▶ [TASK STATEMENT]
Report how many lines in the items below contain the word "image". Give only the number.

....

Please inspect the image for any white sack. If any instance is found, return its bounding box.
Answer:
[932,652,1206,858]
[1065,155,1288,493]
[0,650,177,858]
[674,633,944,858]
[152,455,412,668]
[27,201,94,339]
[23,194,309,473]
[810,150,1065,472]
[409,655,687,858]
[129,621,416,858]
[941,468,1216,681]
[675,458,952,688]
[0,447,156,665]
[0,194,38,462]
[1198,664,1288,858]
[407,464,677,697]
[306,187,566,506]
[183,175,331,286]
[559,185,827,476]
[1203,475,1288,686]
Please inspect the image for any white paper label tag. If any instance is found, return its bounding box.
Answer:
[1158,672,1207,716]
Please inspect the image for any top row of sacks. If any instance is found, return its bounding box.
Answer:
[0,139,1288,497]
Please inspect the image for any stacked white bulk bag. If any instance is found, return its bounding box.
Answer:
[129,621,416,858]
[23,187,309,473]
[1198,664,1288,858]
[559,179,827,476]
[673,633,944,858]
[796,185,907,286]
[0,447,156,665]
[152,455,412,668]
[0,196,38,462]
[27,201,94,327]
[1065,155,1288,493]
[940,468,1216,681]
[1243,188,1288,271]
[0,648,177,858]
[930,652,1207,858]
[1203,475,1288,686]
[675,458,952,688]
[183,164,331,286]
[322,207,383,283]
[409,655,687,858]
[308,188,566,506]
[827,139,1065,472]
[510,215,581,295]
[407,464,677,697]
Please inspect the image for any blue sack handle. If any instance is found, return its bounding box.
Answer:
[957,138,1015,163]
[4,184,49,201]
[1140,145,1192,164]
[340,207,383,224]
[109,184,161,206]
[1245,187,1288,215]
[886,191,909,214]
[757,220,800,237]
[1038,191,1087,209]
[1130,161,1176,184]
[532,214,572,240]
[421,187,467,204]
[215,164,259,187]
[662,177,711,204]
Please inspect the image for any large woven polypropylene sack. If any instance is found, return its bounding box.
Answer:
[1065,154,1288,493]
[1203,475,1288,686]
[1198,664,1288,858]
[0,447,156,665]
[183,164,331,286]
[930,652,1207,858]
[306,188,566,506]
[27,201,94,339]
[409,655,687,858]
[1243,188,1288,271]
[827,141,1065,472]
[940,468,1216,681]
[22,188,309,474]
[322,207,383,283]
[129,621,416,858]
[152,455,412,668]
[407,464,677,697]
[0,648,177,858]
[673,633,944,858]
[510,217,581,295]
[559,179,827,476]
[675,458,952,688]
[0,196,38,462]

....

▶ [COMPLETED EXERCISE]
6